__GIVEN PASSAGE__:
++++++
In this reference, the word for ‘kitchen’ is cuchene, a word that suggests a slightly different pronunciation, over 250 years before Mallory. From here, we shall go back further in time and examine the word in Old English.

This time, our reference is taken from The Homilies of Ælfric, translated by Thorpe during the 1840s, and dating to around the year 990.

Ðæt seó cycene eal forburne

(That the kitchen was all burning)

Setting aside the dangers of using real fires and flames in your kitchen, let’s turn our attention to the word. So here we have the form cycene. Still recognisable at a stretch. It is at this point that we turn our attention once again to the purpose of the room; cooking.

Our Old English term, cycene, comes from Proto-Germanic *kokina. This form gave rise to cognates such as Dutch keuken, German Küche, Danish køkken, Norwegian kjøkken and others.
++++++
__EXERCISE__: Reproduce the passage on the history of the word "kitchen" word for word, in full.

__MATERIAL PROVIDED__:
++++++
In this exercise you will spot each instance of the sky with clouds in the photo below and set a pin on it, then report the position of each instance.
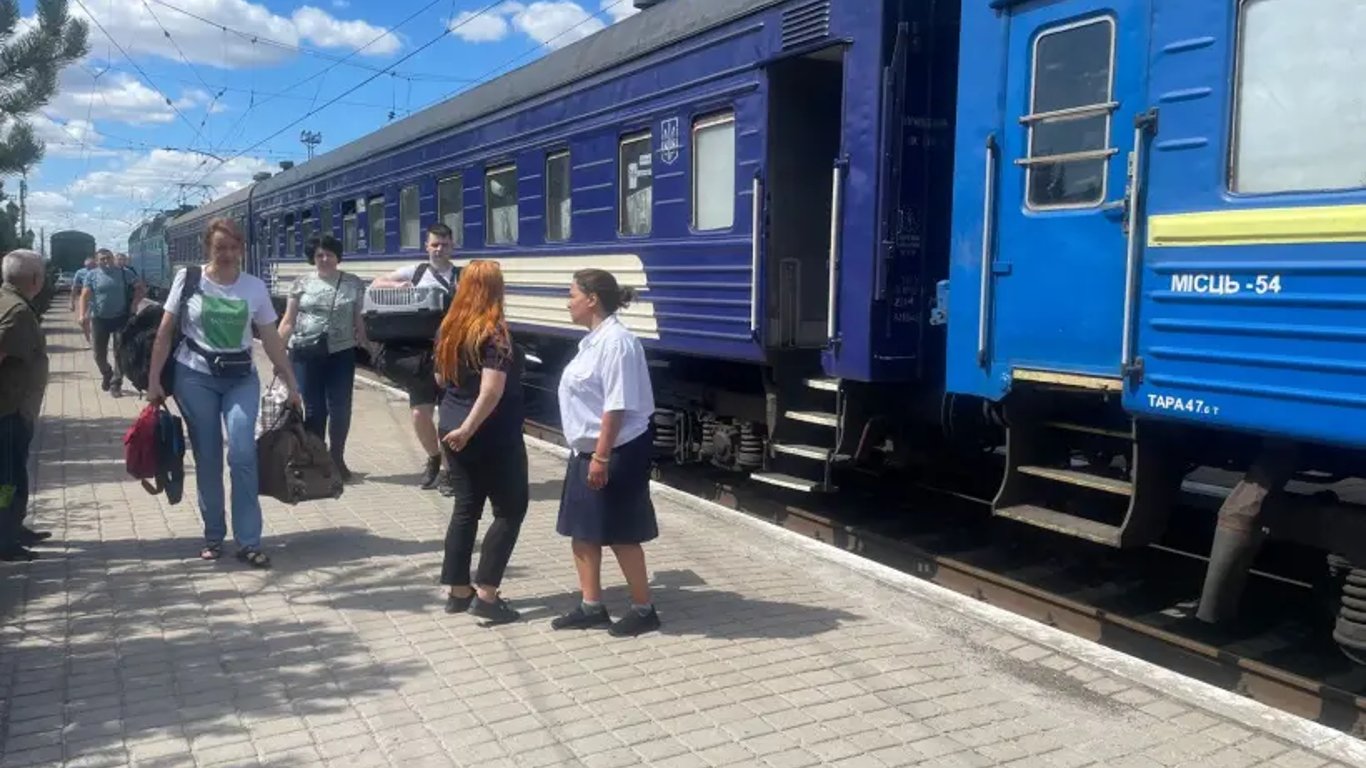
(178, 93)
++++++
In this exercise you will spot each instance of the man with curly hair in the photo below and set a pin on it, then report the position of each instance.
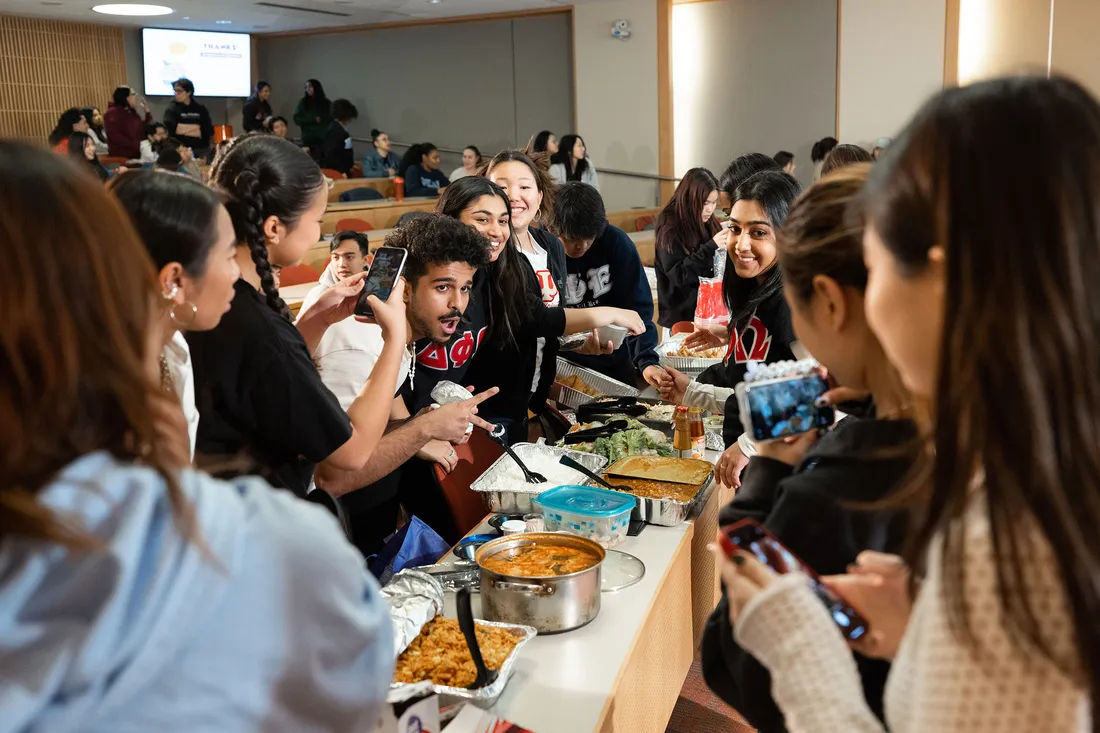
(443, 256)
++++++
__RESPONSE TO THE EXERCISE__:
In this reference, the word for ‘kitchen’ is cuchene, a word that suggests a slightly different pronunciation, over 250 years before Mallory. From here, we shall go back further in time and examine the word in Old English.

This time, our reference is taken from The Homilies of Ælfric, translated by Thorpe during the 1840s, and dating to around the year 990.

Ðæt seó cycene eal forburne

(That the kitchen was all burning)

Setting aside the dangers of using real fires and flames in your kitchen, let’s turn our attention to the word. So here we have the form cycene. Still recognisable at a stretch. It is at this point that we turn our attention once again to the purpose of the room; cooking.

Our Old English term, cycene, comes from Proto-Germanic *kokina. This form gave rise to cognates such as Dutch keuken, German Küche, Danish køkken, Norwegian kjøkken and others.